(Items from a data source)
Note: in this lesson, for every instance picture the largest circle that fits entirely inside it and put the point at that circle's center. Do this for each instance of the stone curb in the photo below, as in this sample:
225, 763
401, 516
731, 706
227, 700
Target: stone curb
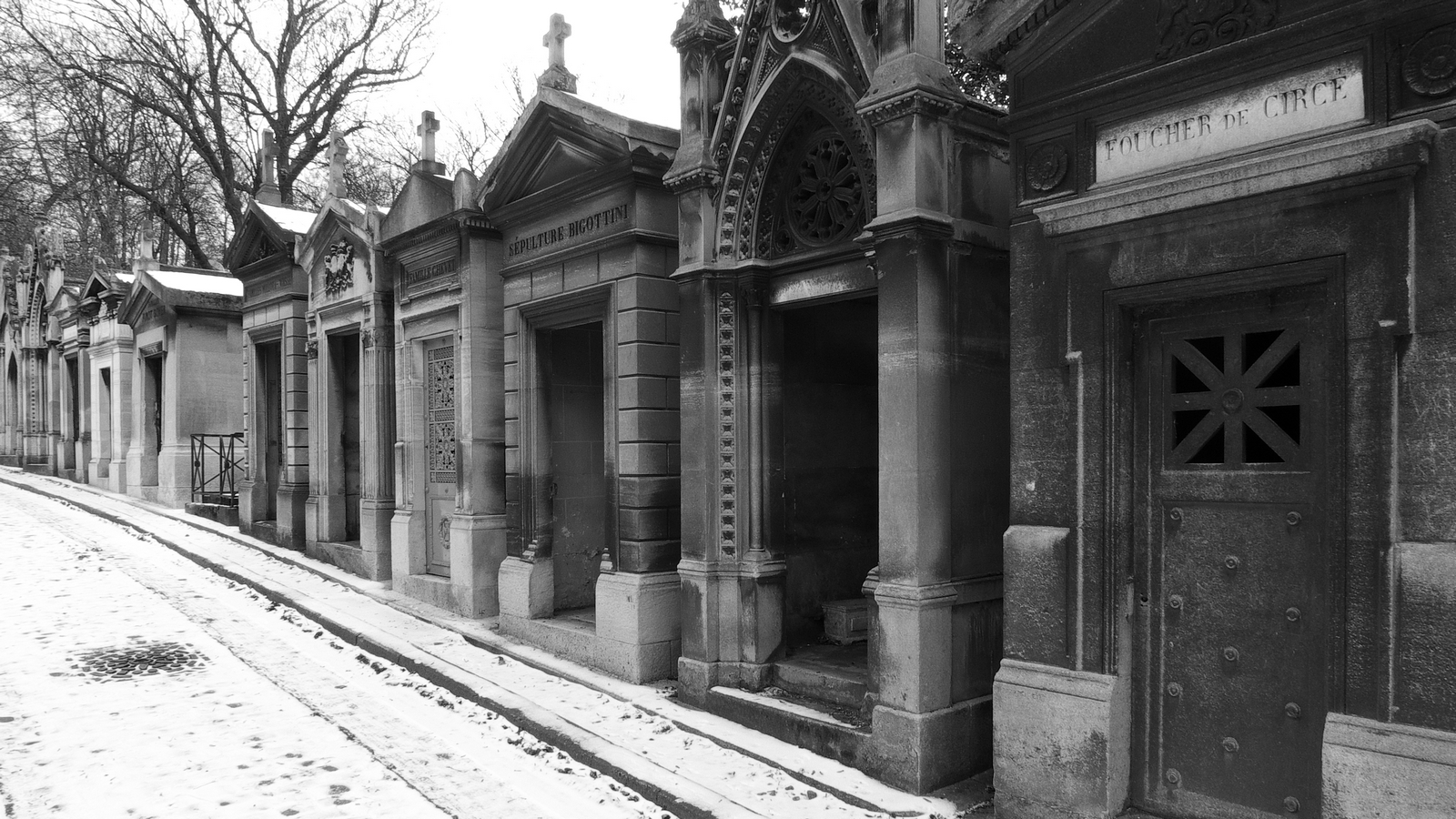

* * *

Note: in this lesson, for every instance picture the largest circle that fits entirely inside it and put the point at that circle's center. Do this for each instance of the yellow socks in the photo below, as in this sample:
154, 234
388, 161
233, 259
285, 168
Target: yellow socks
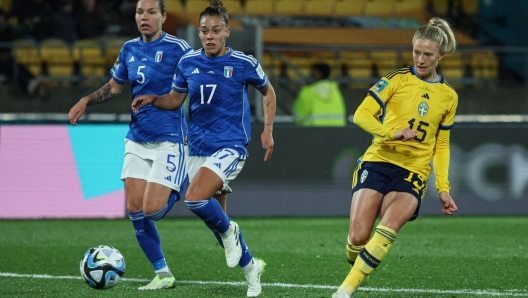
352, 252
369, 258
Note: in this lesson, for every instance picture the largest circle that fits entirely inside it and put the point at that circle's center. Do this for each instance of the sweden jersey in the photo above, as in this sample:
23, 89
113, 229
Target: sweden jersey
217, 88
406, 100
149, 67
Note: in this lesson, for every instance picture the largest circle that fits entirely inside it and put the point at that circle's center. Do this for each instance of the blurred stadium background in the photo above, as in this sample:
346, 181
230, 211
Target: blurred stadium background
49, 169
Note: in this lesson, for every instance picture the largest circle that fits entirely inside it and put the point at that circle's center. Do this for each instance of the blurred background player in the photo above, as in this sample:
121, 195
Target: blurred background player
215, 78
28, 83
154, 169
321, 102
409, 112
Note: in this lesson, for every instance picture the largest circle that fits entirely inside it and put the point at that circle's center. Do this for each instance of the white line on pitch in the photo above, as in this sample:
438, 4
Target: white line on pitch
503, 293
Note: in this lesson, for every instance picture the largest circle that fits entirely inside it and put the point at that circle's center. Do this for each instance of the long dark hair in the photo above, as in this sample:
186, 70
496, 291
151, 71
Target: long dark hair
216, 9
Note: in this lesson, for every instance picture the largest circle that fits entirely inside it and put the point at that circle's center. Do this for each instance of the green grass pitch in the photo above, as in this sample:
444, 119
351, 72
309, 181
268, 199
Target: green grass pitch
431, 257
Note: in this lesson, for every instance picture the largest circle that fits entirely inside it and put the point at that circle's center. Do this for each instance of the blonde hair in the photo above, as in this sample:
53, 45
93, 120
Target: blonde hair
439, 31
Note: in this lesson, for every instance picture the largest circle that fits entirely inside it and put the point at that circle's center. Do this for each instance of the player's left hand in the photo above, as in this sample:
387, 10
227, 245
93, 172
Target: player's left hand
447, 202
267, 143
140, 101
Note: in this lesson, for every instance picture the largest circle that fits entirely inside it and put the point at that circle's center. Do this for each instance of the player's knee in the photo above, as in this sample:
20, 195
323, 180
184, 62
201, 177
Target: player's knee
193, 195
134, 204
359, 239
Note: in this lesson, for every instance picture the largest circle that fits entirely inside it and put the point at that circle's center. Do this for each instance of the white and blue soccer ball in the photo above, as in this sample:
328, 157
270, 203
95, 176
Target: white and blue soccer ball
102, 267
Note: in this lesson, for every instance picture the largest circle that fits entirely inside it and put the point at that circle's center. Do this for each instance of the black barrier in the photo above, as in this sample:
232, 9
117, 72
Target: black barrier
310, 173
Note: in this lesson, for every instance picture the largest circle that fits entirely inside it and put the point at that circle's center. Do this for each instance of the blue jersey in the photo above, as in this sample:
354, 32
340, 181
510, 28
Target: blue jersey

### [What the task requires]
Copy the records word for word, starting at the line that contains "of the stone" and ending with the line that contains "Target: stone curb", including both of those lines.

### [Exercise answer]
Note: in this lesson, for every instance picture the largest circle that fits entirely inside it and put the point at that circle's center. Do this for each instance of the stone curb in the photo below, as in this sample:
225, 763
401, 516
731, 706
227, 700
Target: stone curb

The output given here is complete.